Copia per intero, senza alcuna modifica, il brano su D. H. Lawrence e le danze indiane nel Nuovo Messico.

▶ _BRANO DI TESTO_

# # # #

Bisogna sgonfiare l’indiano come bisogna sgonfiare il cowboy. Quando il cowboy è sgonfiato non ne resta nulla. Ma la romanticheria indiana non è invenzione dell’indiano. È nostra.
Per i bianchi è quasi impossibile avvicinare l’indiano senza sentimentalismo o senza avversione. Il bianco comune, voglio dire volgare e sano, prova sempre una certa istintiva avversione per questi tambureggianti aborigeni. E l’avversione si muta sempre in sentimentalismo.
Se c’è un brano in grado di mettere a fuoco il resoconto di D. H. Lawrence nel nuovo Messico è Divertimenti indiani, di cogliere pienamente il senso della sua osservazione limpida e puntuale.
È il rimprovero nei confronti di quanti si accalcano accorrono alle danze indigene. Si accalcano sui tetti, nei balconi dei locali pur di assistere allo spettacolo. Perché di questo si tratta ai loro occhi. Non afferrano il significato di quel contorcersi, della rappresentazione, come quell’esperienza ancestrale sia collettiva in una percezione del cosmo e della religione priva di gerarchie, in una comunione con la vita, che è sorgente prima di tutto. Colgono solo l’elemento folcloristico, un fenomeno da baraccone. A sipario chiuso si affrettano a raggiungere le automobili. In pochi minuti.

# # # #

▶ _DATI MOSTRATI_
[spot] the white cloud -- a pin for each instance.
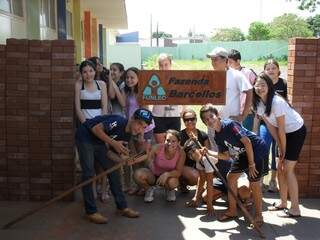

# # # #

▶ _SOLUZIONE_
Bisogna sgonfiare l’indiano come bisogna sgonfiare il cowboy. Quando il cowboy è sgonfiato non ne resta nulla. Ma la romanticheria indiana non è invenzione dell’indiano. È nostra.
Per i bianchi è quasi impossibile avvicinare l’indiano senza sentimentalismo o senza avversione. Il bianco comune, voglio dire volgare e sano, prova sempre una certa istintiva avversione per questi tambureggianti aborigeni. E l’avversione si muta sempre in sentimentalismo.
Se c’è un brano in grado di mettere a fuoco il resoconto di D. H. Lawrence nel nuovo Messico è Divertimenti indiani, di cogliere pienamente il senso della sua osservazione limpida e puntuale.
È il rimprovero nei confronti di quanti si accalcano accorrono alle danze indigene. Si accalcano sui tetti, nei balconi dei locali pur di assistere allo spettacolo. Perché di questo si tratta ai loro occhi. Non afferrano il significato di quel contorcersi, della rappresentazione, come quell’esperienza ancestrale sia collettiva in una percezione del cosmo e della religione priva di gerarchie, in una comunione con la vita, che è sorgente prima di tutto. Colgono solo l’elemento folcloristico, un fenomeno da baraccone. A sipario chiuso si affrettano a raggiungere le automobili. In pochi minuti.